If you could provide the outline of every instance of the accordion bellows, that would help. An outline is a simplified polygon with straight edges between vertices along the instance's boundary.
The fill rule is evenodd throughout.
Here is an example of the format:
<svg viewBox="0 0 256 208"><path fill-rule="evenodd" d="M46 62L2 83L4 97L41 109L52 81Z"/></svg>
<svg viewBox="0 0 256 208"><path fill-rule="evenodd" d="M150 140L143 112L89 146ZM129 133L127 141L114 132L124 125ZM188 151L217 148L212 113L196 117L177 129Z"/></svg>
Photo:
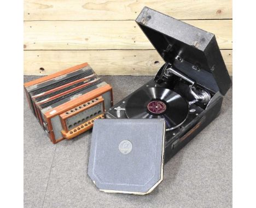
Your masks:
<svg viewBox="0 0 256 208"><path fill-rule="evenodd" d="M51 141L92 128L113 106L112 88L85 63L24 84L28 103Z"/></svg>

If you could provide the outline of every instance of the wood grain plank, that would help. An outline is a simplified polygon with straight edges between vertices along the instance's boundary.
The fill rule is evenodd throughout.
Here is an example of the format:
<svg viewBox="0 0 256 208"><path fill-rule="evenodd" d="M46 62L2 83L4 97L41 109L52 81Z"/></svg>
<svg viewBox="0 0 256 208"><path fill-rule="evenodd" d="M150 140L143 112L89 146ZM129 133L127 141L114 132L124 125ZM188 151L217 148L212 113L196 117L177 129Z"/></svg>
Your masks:
<svg viewBox="0 0 256 208"><path fill-rule="evenodd" d="M216 34L221 49L232 48L232 20L185 22ZM133 21L24 22L24 49L154 49Z"/></svg>
<svg viewBox="0 0 256 208"><path fill-rule="evenodd" d="M231 75L232 50L221 51ZM24 74L49 75L84 62L101 75L154 75L164 64L155 50L25 51Z"/></svg>
<svg viewBox="0 0 256 208"><path fill-rule="evenodd" d="M24 19L135 20L144 6L180 20L232 19L232 0L25 0Z"/></svg>

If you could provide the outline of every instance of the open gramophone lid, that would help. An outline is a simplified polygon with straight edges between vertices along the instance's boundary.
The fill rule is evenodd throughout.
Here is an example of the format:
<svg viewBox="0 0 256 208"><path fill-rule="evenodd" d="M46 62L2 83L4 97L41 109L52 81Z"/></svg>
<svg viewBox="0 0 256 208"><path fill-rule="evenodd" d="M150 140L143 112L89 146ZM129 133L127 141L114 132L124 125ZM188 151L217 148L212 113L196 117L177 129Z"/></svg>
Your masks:
<svg viewBox="0 0 256 208"><path fill-rule="evenodd" d="M88 174L106 192L146 194L162 180L163 119L97 119Z"/></svg>

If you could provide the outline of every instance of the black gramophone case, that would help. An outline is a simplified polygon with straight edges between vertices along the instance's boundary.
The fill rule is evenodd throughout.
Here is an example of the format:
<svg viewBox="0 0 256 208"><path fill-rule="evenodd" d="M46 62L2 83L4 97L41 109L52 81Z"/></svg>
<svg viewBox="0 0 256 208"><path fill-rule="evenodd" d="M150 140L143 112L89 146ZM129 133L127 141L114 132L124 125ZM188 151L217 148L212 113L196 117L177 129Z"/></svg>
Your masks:
<svg viewBox="0 0 256 208"><path fill-rule="evenodd" d="M166 162L218 116L231 80L213 34L147 7L136 21L165 64L153 79L112 107L106 117L139 118L129 116L127 111L132 108L129 103L136 96L142 97L148 88L171 89L181 95L188 105L187 116L178 127L166 132Z"/></svg>

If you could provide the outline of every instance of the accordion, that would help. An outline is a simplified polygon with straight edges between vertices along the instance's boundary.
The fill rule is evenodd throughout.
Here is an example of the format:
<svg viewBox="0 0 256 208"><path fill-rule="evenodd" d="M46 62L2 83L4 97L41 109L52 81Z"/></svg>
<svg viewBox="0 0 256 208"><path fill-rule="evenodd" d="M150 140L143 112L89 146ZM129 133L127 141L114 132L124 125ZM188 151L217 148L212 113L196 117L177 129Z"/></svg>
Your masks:
<svg viewBox="0 0 256 208"><path fill-rule="evenodd" d="M113 106L112 88L85 63L24 84L33 113L54 144L92 127Z"/></svg>

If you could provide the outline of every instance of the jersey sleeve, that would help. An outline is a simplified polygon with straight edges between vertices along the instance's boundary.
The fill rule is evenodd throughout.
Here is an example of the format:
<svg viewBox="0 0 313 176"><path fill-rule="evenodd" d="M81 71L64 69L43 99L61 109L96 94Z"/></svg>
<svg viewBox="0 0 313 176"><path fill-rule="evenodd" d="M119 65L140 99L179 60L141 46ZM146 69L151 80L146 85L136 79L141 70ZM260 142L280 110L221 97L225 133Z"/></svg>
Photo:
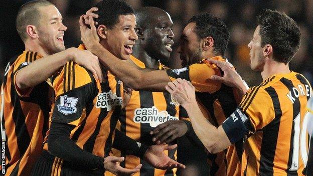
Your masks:
<svg viewBox="0 0 313 176"><path fill-rule="evenodd" d="M68 62L53 81L56 100L52 122L79 125L85 118L84 109L96 96L96 84L86 69Z"/></svg>
<svg viewBox="0 0 313 176"><path fill-rule="evenodd" d="M178 78L185 79L192 83L197 92L212 93L218 91L222 85L220 82L211 80L211 76L221 76L221 73L218 67L209 64L195 64L166 71L172 81Z"/></svg>
<svg viewBox="0 0 313 176"><path fill-rule="evenodd" d="M20 89L17 85L16 82L15 81L17 74L20 70L27 67L29 64L31 64L32 62L34 62L36 59L41 57L41 56L39 55L38 53L29 51L26 52L25 53L23 53L23 54L19 57L19 58L17 59L17 61L15 62L13 67L14 85L18 94L20 97L29 97L29 95L31 92L32 92L34 87L36 86L23 89Z"/></svg>
<svg viewBox="0 0 313 176"><path fill-rule="evenodd" d="M236 111L222 126L228 139L234 143L249 133L255 133L275 118L274 106L268 93L258 86L248 91Z"/></svg>

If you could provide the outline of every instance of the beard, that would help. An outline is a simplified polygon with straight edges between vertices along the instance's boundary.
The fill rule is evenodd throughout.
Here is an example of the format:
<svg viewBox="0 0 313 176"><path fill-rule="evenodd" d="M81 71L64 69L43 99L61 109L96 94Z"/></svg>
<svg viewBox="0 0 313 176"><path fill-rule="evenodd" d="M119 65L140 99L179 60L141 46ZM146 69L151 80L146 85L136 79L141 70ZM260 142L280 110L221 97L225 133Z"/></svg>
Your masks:
<svg viewBox="0 0 313 176"><path fill-rule="evenodd" d="M202 51L201 51L201 47L200 47L200 46L199 46L197 48L195 49L195 50L193 51L193 54L189 60L189 63L188 65L198 63L201 59L203 59L201 58L201 56L202 55Z"/></svg>

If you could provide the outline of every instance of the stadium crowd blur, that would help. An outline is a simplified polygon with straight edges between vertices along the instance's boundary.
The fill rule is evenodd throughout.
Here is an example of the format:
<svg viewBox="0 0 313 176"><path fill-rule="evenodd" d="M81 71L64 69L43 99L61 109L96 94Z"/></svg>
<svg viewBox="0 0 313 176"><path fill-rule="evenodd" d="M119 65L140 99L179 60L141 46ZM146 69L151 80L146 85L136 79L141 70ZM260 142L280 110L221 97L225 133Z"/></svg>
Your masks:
::::
WHAT YOU WILL DO
Turn all of the material above into a JSON list of strings, one string per line, leaving out blank lines and the picture lines.

ANSWER TO THE TASK
[
  "If you could provide the outline of every instance of the accordion bellows, that would help. An outline is a simplified polygon with straight edges between vertices along the instance's boundary.",
  "The fill rule is evenodd throughout.",
  "Here is an example of the format:",
  "<svg viewBox=\"0 0 256 208\"><path fill-rule=\"evenodd\" d=\"M46 62L2 83L4 97L41 109L52 81Z\"/></svg>",
  "<svg viewBox=\"0 0 256 208\"><path fill-rule=\"evenodd\" d=\"M150 140L143 112L89 146ZM129 133L127 141L114 132L124 125ZM188 151L217 148L212 113L196 117L177 129Z\"/></svg>",
  "Photo:",
  "Your masks:",
  "<svg viewBox=\"0 0 256 208\"><path fill-rule=\"evenodd\" d=\"M51 141L92 128L113 106L112 88L85 63L24 84L28 103Z\"/></svg>",
  "If you could provide the outline of every instance of the wood grain plank, that would help. An outline is a simplified polygon with straight edges between vertices along the instance's boundary.",
  "The fill rule is evenodd throughout.",
  "Here is an example of the format:",
  "<svg viewBox=\"0 0 256 208\"><path fill-rule=\"evenodd\" d=\"M46 62L2 83L4 97L41 109L52 81Z\"/></svg>",
  "<svg viewBox=\"0 0 256 208\"><path fill-rule=\"evenodd\" d=\"M150 140L143 112L89 146ZM129 133L127 141L114 132L124 125ZM188 151L217 148L212 113L196 117L177 129Z\"/></svg>",
  "Your masks:",
  "<svg viewBox=\"0 0 256 208\"><path fill-rule=\"evenodd\" d=\"M216 34L221 49L232 48L232 20L185 22ZM133 21L24 22L24 49L154 49Z\"/></svg>",
  "<svg viewBox=\"0 0 256 208\"><path fill-rule=\"evenodd\" d=\"M231 75L232 50L221 51ZM24 74L49 75L84 62L101 75L154 75L164 64L155 50L25 51Z\"/></svg>",
  "<svg viewBox=\"0 0 256 208\"><path fill-rule=\"evenodd\" d=\"M24 19L135 20L144 6L180 20L232 19L232 0L25 0Z\"/></svg>",
  "If you could provide the outline of every instance of the open gramophone lid, that would help. An outline is a simplified polygon with straight edges between vertices along the instance's boundary.",
  "The fill rule is evenodd throughout.",
  "Here is an example of the format:",
  "<svg viewBox=\"0 0 256 208\"><path fill-rule=\"evenodd\" d=\"M46 62L2 83L4 97L41 109L52 81Z\"/></svg>",
  "<svg viewBox=\"0 0 256 208\"><path fill-rule=\"evenodd\" d=\"M150 140L143 112L89 146ZM129 133L127 141L114 132L124 125ZM188 151L217 148L212 113L196 117L177 129Z\"/></svg>",
  "Your masks:",
  "<svg viewBox=\"0 0 256 208\"><path fill-rule=\"evenodd\" d=\"M88 174L106 192L146 194L162 180L163 119L97 119Z\"/></svg>",
  "If you could provide the outline of every instance of the black gramophone case, that would help. An outline is a simplified polygon with straight edges between vertices along the instance's boundary.",
  "The fill rule is evenodd throughout.",
  "Here is an example of the format:",
  "<svg viewBox=\"0 0 256 208\"><path fill-rule=\"evenodd\" d=\"M46 62L2 83L4 97L41 109L52 81Z\"/></svg>",
  "<svg viewBox=\"0 0 256 208\"><path fill-rule=\"evenodd\" d=\"M150 140L143 112L89 146ZM129 133L127 141L114 132L124 125ZM188 151L217 148L212 113L196 117L177 129Z\"/></svg>",
  "Your masks:",
  "<svg viewBox=\"0 0 256 208\"><path fill-rule=\"evenodd\" d=\"M166 162L218 116L231 80L213 34L147 7L136 21L165 64L153 79L112 107L106 117L139 118L129 116L127 111L132 108L129 103L136 96L142 97L148 88L171 89L181 95L188 105L187 116L178 127L166 132Z\"/></svg>",
  "If you could provide the outline of every instance of the accordion, that would help. An outline is a simplified polygon with straight edges between vertices along the instance's boundary.",
  "The fill rule is evenodd throughout.",
  "Here is an example of the format:",
  "<svg viewBox=\"0 0 256 208\"><path fill-rule=\"evenodd\" d=\"M46 62L2 83L4 97L41 109L52 81Z\"/></svg>",
  "<svg viewBox=\"0 0 256 208\"><path fill-rule=\"evenodd\" d=\"M150 140L143 112L89 146ZM129 133L127 141L114 132L124 125ZM188 151L217 148L212 113L196 117L177 129Z\"/></svg>",
  "Your masks:",
  "<svg viewBox=\"0 0 256 208\"><path fill-rule=\"evenodd\" d=\"M113 106L112 88L85 63L24 84L33 113L54 144L92 127Z\"/></svg>",
  "If you could provide the outline of every instance of the jersey sleeve, that would help. An outline is a simplified polygon with straight edges between vertices along the instance's boundary.",
  "The fill rule is evenodd throughout.",
  "Here is an example of the format:",
  "<svg viewBox=\"0 0 313 176\"><path fill-rule=\"evenodd\" d=\"M81 71L64 69L43 99L61 109L96 94Z\"/></svg>",
  "<svg viewBox=\"0 0 313 176\"><path fill-rule=\"evenodd\" d=\"M119 65L140 99L179 60L141 46ZM146 69L151 80L146 85L136 79L141 70ZM260 142L280 110L221 97L225 133Z\"/></svg>",
  "Photo:",
  "Your masks:",
  "<svg viewBox=\"0 0 313 176\"><path fill-rule=\"evenodd\" d=\"M68 62L53 81L56 100L52 122L79 125L85 118L84 109L96 96L96 84L86 69Z\"/></svg>",
  "<svg viewBox=\"0 0 313 176\"><path fill-rule=\"evenodd\" d=\"M178 78L185 79L192 83L197 92L212 93L218 91L222 85L220 82L211 80L211 76L221 76L221 73L218 67L209 64L195 64L166 71L172 81Z\"/></svg>",
  "<svg viewBox=\"0 0 313 176\"><path fill-rule=\"evenodd\" d=\"M20 89L17 85L16 82L15 81L17 74L20 70L27 67L29 64L31 64L32 62L34 62L36 59L41 57L41 56L39 55L38 53L29 51L26 52L25 53L23 53L23 54L19 57L19 58L17 59L17 61L15 62L13 67L14 85L18 94L20 97L29 97L29 95L31 92L32 92L34 87L36 86L23 89Z\"/></svg>",
  "<svg viewBox=\"0 0 313 176\"><path fill-rule=\"evenodd\" d=\"M236 111L222 126L228 139L234 143L249 133L255 133L275 118L274 106L268 93L258 86L248 91Z\"/></svg>",
  "If you could provide the outline of every instance of the beard, that would help. An outline is a simplified polygon with straight edges between vertices along the instance's boundary.",
  "The fill rule is evenodd throughout.",
  "Here is an example of the format:",
  "<svg viewBox=\"0 0 313 176\"><path fill-rule=\"evenodd\" d=\"M81 71L64 69L43 99L61 109L96 94Z\"/></svg>",
  "<svg viewBox=\"0 0 313 176\"><path fill-rule=\"evenodd\" d=\"M119 65L140 99L179 60L141 46ZM146 69L151 80L146 85L136 79L141 70ZM260 142L280 110L221 97L225 133Z\"/></svg>",
  "Your masks:",
  "<svg viewBox=\"0 0 313 176\"><path fill-rule=\"evenodd\" d=\"M202 51L201 51L201 47L200 47L200 46L199 46L197 48L195 49L195 50L193 51L193 54L189 60L189 63L188 65L198 63L201 59L203 59L201 58L201 56L202 55Z\"/></svg>",
  "If you could provide the outline of every instance of the stadium crowd blur, that would help. An outline is a simplified polygon with straight edges between vertices along the instance's boundary.",
  "The fill rule is evenodd throughout.",
  "Here is an example of the format:",
  "<svg viewBox=\"0 0 313 176\"><path fill-rule=\"evenodd\" d=\"M81 71L64 69L43 99L61 109L96 94Z\"/></svg>",
  "<svg viewBox=\"0 0 313 176\"><path fill-rule=\"evenodd\" d=\"M119 65L140 99L179 60L141 46ZM146 69L151 80L146 85L136 79L141 70ZM260 142L280 110L221 97L225 133Z\"/></svg>",
  "Your masks:"
]